* _TASK TO COMPLETE_
Wherever the word "below" appears in the entries, copy the whole line.

**** DATA SHOWN ****

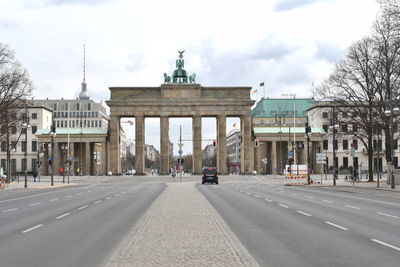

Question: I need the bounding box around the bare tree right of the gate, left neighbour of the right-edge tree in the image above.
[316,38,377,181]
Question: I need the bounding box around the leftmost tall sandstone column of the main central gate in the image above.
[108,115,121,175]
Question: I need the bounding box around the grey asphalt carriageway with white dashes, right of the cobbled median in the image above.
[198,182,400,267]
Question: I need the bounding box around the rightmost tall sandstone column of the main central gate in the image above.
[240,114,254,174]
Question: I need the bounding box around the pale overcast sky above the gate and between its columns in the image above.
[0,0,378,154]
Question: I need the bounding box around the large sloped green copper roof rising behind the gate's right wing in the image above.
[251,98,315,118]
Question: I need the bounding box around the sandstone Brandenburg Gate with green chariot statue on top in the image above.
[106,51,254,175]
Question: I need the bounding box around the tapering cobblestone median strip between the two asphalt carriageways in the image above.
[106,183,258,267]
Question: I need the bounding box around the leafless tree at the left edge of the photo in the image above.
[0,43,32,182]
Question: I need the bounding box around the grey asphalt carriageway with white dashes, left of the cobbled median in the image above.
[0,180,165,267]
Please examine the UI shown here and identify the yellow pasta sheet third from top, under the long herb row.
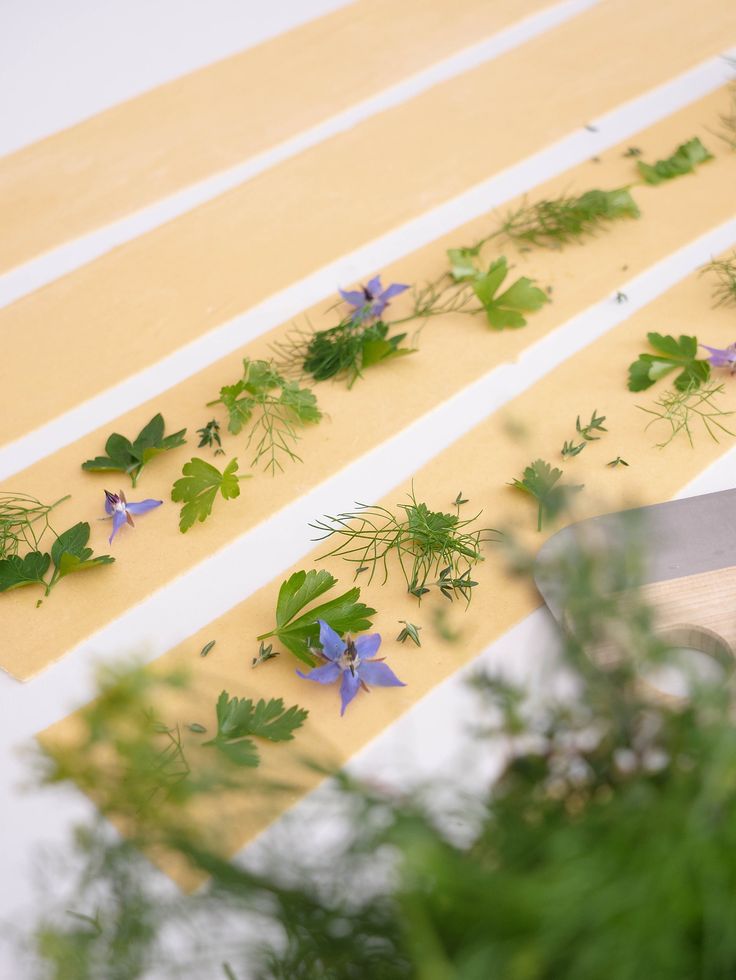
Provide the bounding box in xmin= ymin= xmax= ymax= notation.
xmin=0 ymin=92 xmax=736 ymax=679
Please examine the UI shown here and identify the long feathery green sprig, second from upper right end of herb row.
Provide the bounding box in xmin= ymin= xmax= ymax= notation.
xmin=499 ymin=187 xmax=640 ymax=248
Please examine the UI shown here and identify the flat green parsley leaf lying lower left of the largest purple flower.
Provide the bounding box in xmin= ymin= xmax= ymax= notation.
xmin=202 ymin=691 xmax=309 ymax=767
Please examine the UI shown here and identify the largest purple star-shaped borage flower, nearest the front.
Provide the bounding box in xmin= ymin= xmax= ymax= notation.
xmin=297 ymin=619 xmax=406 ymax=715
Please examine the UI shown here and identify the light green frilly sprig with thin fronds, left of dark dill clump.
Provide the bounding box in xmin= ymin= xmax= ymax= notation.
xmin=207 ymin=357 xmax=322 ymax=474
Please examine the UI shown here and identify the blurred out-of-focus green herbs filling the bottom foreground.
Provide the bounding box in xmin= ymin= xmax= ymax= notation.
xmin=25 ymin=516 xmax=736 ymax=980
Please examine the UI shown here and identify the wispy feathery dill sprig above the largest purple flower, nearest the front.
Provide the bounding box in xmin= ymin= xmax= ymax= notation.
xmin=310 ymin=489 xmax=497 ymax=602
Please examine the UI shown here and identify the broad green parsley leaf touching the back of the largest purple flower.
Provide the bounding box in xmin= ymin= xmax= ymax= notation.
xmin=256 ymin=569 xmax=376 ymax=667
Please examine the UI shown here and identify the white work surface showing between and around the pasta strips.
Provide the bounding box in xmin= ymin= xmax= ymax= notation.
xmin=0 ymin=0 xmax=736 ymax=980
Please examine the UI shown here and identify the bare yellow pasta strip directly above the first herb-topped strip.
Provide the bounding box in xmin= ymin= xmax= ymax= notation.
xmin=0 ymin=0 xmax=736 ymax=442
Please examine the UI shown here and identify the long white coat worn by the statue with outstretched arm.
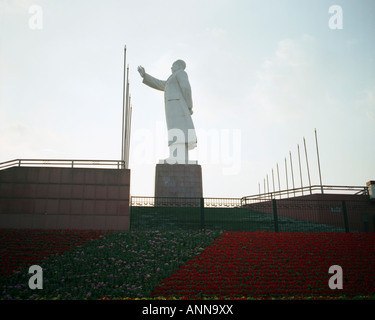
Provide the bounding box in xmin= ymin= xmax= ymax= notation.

****
**** DATA SHOWN ****

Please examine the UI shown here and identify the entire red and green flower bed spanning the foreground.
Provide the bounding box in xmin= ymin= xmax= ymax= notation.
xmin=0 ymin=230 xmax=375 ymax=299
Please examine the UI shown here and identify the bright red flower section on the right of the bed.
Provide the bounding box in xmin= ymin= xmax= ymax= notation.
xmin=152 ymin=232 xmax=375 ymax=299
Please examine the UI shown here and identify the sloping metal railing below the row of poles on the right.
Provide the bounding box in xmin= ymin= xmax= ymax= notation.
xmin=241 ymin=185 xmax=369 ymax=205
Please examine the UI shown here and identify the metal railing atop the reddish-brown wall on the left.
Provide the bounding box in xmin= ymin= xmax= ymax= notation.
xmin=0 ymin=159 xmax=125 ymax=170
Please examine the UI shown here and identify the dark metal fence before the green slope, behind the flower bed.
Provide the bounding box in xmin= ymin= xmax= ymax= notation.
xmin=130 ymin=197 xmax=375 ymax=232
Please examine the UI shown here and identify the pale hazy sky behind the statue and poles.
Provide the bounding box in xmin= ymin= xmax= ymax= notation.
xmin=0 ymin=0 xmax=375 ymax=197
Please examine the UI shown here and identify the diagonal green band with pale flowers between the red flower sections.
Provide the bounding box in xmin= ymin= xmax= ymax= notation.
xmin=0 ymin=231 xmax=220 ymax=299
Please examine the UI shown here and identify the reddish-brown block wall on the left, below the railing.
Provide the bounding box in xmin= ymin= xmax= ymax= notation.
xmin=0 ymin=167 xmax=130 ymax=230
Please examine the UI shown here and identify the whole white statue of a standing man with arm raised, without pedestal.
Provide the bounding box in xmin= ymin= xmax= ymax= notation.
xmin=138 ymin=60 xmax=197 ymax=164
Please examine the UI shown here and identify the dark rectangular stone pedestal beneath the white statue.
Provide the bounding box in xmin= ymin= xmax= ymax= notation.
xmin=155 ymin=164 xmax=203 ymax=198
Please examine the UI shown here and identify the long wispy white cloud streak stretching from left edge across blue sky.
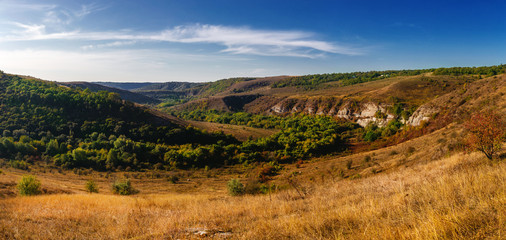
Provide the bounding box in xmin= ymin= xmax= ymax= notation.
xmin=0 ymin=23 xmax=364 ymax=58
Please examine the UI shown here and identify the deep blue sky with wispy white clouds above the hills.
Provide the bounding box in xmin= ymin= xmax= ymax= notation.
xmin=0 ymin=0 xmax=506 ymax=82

****

* _RESPONSE_
Please examine the UI shown here and identify the sloping metal railing below the row of poles on the right.
Please examine the UI shown here and identify the reddish-brown block wall on the left, below the railing.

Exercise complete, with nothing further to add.